Reproduce the line that contains "point: girl in" and every line after it through the end of the records, exactly, with nothing added.

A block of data
==================================================

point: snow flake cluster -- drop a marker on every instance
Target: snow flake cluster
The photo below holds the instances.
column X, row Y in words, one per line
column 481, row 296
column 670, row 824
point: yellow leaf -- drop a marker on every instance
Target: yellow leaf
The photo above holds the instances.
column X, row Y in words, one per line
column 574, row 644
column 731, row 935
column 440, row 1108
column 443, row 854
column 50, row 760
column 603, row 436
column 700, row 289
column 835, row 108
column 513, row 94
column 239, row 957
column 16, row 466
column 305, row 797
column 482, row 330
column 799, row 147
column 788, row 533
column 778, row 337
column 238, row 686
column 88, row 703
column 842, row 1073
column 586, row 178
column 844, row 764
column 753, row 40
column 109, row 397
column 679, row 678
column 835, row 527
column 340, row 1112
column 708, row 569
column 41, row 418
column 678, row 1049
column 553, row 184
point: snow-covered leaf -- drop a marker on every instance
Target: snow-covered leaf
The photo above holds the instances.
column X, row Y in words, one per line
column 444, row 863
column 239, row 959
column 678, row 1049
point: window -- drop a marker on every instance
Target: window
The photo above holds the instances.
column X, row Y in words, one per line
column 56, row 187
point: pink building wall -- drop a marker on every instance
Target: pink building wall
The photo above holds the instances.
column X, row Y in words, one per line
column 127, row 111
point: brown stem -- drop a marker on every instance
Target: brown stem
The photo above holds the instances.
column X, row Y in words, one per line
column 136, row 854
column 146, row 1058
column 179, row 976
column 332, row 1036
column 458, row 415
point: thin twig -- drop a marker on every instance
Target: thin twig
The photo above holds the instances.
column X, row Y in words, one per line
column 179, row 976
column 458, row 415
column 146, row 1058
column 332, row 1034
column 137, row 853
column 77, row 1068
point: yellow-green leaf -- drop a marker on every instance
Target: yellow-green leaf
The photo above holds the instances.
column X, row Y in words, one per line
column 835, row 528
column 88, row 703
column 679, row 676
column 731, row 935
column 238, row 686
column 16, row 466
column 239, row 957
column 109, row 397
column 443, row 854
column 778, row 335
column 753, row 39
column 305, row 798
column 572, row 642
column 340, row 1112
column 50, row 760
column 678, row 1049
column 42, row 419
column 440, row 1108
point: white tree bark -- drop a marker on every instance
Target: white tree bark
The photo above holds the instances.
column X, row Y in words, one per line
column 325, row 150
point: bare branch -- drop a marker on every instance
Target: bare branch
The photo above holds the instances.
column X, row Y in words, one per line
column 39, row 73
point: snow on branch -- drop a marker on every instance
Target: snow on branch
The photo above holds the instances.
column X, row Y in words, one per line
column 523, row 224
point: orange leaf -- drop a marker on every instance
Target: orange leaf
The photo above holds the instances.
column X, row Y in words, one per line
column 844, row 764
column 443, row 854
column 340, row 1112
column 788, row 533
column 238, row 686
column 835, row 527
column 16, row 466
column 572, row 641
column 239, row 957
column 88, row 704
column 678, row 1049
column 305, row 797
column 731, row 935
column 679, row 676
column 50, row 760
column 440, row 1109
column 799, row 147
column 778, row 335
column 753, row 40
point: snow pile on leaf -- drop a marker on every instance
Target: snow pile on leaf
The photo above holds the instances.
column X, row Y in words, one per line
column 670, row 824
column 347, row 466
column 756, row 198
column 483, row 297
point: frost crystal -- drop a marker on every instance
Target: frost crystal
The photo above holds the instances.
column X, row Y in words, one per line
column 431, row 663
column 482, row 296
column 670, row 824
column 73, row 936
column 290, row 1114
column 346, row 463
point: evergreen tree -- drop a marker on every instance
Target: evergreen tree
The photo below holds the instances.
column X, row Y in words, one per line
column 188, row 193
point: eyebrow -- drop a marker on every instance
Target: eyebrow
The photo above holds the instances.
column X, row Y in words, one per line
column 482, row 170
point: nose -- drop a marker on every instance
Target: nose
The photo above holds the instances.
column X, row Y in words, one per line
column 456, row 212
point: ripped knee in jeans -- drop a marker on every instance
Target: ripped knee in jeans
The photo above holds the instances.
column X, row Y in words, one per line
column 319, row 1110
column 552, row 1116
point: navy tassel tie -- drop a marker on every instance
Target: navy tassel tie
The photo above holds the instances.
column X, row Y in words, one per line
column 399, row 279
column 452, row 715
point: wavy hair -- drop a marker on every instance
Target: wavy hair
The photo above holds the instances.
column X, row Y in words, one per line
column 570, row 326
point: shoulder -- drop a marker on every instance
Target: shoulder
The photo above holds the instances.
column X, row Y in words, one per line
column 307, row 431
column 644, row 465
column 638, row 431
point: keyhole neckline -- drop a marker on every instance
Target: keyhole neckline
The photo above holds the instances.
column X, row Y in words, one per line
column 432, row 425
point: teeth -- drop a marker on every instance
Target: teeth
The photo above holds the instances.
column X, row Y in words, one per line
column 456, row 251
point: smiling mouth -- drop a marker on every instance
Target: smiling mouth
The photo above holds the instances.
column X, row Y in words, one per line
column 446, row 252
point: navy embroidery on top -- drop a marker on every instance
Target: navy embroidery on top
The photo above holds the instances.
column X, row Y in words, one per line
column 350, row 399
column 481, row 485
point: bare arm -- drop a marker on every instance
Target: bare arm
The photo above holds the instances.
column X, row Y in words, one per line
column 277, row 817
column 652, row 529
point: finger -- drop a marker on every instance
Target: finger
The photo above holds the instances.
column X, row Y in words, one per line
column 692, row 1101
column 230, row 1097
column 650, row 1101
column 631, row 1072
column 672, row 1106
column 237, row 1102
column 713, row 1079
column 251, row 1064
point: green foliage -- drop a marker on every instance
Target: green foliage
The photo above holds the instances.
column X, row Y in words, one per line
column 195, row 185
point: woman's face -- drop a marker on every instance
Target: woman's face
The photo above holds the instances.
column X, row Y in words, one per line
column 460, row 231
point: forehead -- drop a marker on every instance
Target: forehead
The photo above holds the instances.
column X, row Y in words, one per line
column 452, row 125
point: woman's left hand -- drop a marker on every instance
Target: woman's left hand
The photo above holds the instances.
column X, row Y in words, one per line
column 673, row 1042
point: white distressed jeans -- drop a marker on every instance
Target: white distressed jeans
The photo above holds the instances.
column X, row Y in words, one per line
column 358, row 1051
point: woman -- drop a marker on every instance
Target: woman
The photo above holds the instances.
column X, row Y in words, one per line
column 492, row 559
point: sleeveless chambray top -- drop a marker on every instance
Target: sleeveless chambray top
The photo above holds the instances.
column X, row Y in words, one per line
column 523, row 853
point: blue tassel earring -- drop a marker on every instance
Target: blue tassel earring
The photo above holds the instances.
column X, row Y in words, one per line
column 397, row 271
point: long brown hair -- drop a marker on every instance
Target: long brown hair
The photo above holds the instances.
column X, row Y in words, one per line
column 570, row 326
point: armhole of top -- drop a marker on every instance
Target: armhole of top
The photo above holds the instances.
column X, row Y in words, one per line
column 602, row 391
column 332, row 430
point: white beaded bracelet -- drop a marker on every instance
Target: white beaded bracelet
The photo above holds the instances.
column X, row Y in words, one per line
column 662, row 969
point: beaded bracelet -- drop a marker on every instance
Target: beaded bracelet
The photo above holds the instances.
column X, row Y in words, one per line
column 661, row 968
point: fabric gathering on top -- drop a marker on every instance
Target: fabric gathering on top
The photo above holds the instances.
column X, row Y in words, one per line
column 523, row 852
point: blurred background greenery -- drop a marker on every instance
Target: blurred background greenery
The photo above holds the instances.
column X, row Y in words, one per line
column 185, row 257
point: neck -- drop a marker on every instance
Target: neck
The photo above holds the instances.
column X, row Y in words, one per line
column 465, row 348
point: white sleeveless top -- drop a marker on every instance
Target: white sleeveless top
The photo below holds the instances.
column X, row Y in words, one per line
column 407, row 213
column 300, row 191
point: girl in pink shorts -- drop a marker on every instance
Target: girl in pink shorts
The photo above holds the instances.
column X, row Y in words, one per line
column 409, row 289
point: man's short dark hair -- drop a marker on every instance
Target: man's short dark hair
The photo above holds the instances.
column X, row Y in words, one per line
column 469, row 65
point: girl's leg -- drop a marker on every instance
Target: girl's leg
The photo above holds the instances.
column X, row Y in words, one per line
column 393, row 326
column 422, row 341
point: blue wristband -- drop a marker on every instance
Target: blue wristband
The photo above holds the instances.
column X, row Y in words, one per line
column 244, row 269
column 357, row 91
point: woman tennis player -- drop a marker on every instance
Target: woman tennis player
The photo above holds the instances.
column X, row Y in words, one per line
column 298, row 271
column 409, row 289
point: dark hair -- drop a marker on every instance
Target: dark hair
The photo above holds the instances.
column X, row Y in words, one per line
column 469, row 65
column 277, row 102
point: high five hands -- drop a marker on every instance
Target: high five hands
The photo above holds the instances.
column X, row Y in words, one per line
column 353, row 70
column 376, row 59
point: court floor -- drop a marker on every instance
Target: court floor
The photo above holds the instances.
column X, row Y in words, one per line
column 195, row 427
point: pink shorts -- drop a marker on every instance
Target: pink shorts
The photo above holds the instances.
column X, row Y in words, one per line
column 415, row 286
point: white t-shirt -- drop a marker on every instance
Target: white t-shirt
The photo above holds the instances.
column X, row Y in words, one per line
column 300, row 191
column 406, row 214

==================================================

*Solution to the exercise:*
point: girl in pink shorts -- drop a marker on every instance
Target: girl in pink shorts
The photo above holds the instances.
column X, row Y in words, one per line
column 409, row 289
point: man's short dark hair -- drop a marker on every instance
Target: man's short dark hair
The photo above holds the instances.
column X, row Y in words, one per line
column 469, row 65
point: girl's leg -- drop a marker on every instance
Target: girl's leg
The photo above holds the instances.
column X, row Y in words, one per line
column 393, row 326
column 422, row 341
point: blue wristband -- drop a marker on every instance
Target: blue wristband
The photo above holds the instances.
column X, row Y in words, one per line
column 244, row 269
column 357, row 91
point: woman tennis player -- drop a marker on every instance
Target: woman tennis player
The photo above holds the instances.
column X, row Y in words, one per line
column 298, row 271
column 409, row 289
point: dark hair -- drop a marker on every instance
Target: dark hair
The photo above holds the instances.
column X, row Y in words, one per line
column 469, row 65
column 277, row 102
point: high five hands -- drop a marker on every instance
Target: high five hands
The photo above holds the instances.
column X, row Y in words, one per line
column 353, row 70
column 376, row 59
point: court floor -- drop a marker on every instance
Target: court floor
The photo above holds the instances.
column X, row Y in words, one per line
column 195, row 427
point: pink shorts -- drop a marker on every instance
Target: pink shorts
The photo above holds the instances.
column X, row Y in words, one per line
column 415, row 286
point: white t-shirt -- drop a marker on every instance
Target: white t-shirt
The photo above holds the instances.
column X, row Y in words, one per line
column 300, row 191
column 406, row 214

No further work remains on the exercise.